**Directions for this task**
Each record is to be printed again precisely as it reads.

== Data

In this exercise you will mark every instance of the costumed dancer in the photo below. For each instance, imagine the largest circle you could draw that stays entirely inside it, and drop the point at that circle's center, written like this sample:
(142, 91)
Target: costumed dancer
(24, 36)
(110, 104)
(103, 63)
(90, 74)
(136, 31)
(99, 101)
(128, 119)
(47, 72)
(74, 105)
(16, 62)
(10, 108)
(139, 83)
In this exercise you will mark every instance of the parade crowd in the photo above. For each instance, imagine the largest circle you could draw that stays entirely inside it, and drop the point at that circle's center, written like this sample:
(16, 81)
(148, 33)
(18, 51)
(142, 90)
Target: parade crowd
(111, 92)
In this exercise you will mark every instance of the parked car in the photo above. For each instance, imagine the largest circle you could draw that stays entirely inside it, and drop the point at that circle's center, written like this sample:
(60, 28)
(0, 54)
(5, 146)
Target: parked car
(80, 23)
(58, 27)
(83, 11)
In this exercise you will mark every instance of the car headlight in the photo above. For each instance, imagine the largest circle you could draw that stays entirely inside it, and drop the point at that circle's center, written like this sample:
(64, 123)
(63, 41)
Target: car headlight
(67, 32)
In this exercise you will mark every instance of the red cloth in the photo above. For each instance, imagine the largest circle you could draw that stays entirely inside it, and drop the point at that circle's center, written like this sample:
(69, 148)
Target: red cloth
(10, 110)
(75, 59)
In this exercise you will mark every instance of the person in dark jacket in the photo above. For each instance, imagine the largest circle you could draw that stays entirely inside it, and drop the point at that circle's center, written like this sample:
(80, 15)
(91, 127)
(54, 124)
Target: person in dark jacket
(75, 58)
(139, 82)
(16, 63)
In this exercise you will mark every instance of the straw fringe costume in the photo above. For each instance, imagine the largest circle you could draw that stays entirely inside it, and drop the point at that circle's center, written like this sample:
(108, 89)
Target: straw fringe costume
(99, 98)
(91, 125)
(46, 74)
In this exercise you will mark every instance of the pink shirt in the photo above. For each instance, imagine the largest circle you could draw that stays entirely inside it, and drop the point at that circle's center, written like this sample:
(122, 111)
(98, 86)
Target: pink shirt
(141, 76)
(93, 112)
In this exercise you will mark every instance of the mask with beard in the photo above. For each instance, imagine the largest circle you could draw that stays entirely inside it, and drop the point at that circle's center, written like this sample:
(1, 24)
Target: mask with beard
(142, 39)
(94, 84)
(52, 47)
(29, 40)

====

**Task result**
In this exercise you will mark every instance of the costumed dancer in the photo below. For each instance, imagine the largest circle you could draw that stays entirely inside it, and drop the point at that circle's center, written like this sample:
(142, 91)
Target: costumed dancer
(24, 36)
(110, 104)
(103, 63)
(90, 74)
(136, 31)
(99, 101)
(128, 119)
(47, 72)
(74, 105)
(16, 62)
(10, 108)
(139, 83)
In this exercise you will mark every instance of the parade crowd in the photo above. For each instance, imagine the largest circle you could draw that stays entirely inside it, and drop the point at that circle's center, written like this sample:
(16, 81)
(148, 33)
(18, 51)
(142, 90)
Target: parade crowd
(111, 92)
In this exercise you will mark every instance of the parked car in the photo above. For each instance, imagine the largest circle you could draw that stays entirely inside it, and drop the point at that circle's center, written like this sample:
(60, 28)
(0, 54)
(5, 146)
Target: parked car
(80, 23)
(58, 27)
(83, 11)
In this exercise you will mark every instance of the car headlight in the photo above. For each instance, imagine the largest circle you could draw that stays entirely inside it, and drop the point at that circle's center, written like this sample:
(64, 123)
(63, 41)
Target: car headlight
(67, 32)
In this exercise you will mark every instance of the red cloth in the photo above. For each instance, imagine the largest circle you could draw that stays entirely inside it, and drop the point at that circle's center, written like this sample:
(69, 148)
Target: red cloth
(10, 110)
(75, 59)
In this exercise you will mark every instance of the person in dark jacket in the photo above. For each instance, imagine the largest circle you could draw that stays entirely inside it, and drop the point at that circle's center, written like this sample:
(80, 15)
(91, 127)
(54, 124)
Target: person in dark jacket
(75, 58)
(139, 82)
(16, 63)
In this exercise you will mark every instance of the straw fringe costume in the photo above. For each instance, imagine the largest circle you could draw that stays entirely inside it, and drop the point at that circle's center, written like this sample:
(108, 89)
Target: straw fringe costume
(99, 98)
(91, 125)
(46, 74)
In this exercise you will mark every instance of the pink shirt in the photo above. For each instance, imagine the largest circle you could draw that stays entirely inside it, and drop the point at that circle's center, written like this sample:
(122, 111)
(98, 86)
Target: pink shirt
(141, 76)
(93, 112)
In this exercise you will mark every instance of the mask with beard in the photo above. For each instance, imagine the largest circle you could draw that stays entirely inside it, and drop the point at that circle's center, written like this sample:
(1, 24)
Target: mask with beard
(142, 39)
(94, 84)
(52, 47)
(29, 40)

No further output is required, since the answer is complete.